- **Consigne**: Reproduisez fidèlement le passage de l'article sur Pierre Schaeffer compris entre « Inventeur de la » et « des directions opposées. », ces deux bornes incluses.

- **Extrait du texte**:
§
Pierre SCHAEFFER (29),
figure janusienne de la musique "concrète"
Alain BONARDI (86)
Article paru dans la Jaune et la
Rouge en janvier 1993 (numéro spécial "Les X et la musique")
reproduit avec l'aimable autorisation de l'auteur et de la Jaune et la Rouge.
Inventeur de la musique concrète, Pierre Schaeffer se présente avant tout comme
un expérimentateur. Tour à tour compositeur, poète, romancier, homme de radio et de
télévision, il s'est essayé à de nombreuses formes d'expression artistique. Dans le
cadre de cet article, c'est le théoricien de la musique " concrète " et le
compositeur qui est présenté, avec la volonté d'expliciter clairement sa démarche.
Janus : dieu romain des commencements, des portes, entrées et passages. Dans les arts, on
le représente pourvu de deux visages, regardant dans des directions opposées.
Je crois que Pierre Schaeffer est en quelque sorte le " Janus " de ce que
nous appellons la musique "concrète", qui est bien un commencement, un passage
que la création contemporaine a emprunté, grâce à lui. Mais Janus possède deux
visages, et Schaeffer aussi : il regarde dans deux directions opposées, le passé et le
présent (mais pas l'avenir).
Mais avant toute chose, je crois qu'il est nécessaire ici d'exposer clairement la
démarche de Schaeffer, qui représente un moment-clé de l'histoire musicale de notre
siècle.
Au lendemain de la Seconde Guerre mondiale, l'avénement des techniques
électro-acoustiques allait permettre la manipulation directe du son. Pierre Schaeffer,
qui travaillait à la Radio, se passionna alors pour l'enregistrement du son, sa
reproduction, sa manipulation (découpage de brefs fragments, montage côte-à-côte
d'éléments choisis, utilisation de procédés de traitement du signal...) qui repoussent
à l'infini les limites de l'espace sonore. Il définit pour la première fois le terme de
"musique concrète" dans la revue Polyphonie en 1948 : "Nous
appliquons le qualificatif d'abstrait à la musique habituelle du fait qu'elle est d'abord
conçue par l'esprit, puis notée théoriquement, enfin réalisée dans une exécution
instrumentale. Nous avons en revanche appelée notre musique "concrète", parce
qu'elle est constituée à partir d'éléments préexistants empruntés à n'importe quel
matériau sonore, qu'il soit bruit ou musique habituelle, puis composée
expérimentalement par une construction directe".
§
- **Données fournies**:

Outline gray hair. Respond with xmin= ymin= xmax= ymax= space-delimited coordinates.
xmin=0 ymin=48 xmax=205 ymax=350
§
- **Corrigé détaillé**:
Inventeur de la musique concrète, Pierre Schaeffer se présente avant tout comme
un expérimentateur. Tour à tour compositeur, poète, romancier, homme de radio et de
télévision, il s'est essayé à de nombreuses formes d'expression artistique. Dans le
cadre de cet article, c'est le théoricien de la musique " concrète " et le
compositeur qui est présenté, avec la volonté d'expliciter clairement sa démarche.
Janus : dieu romain des commencements, des portes, entrées et passages. Dans les arts, on
le représente pourvu de deux visages, regardant dans des directions opposées.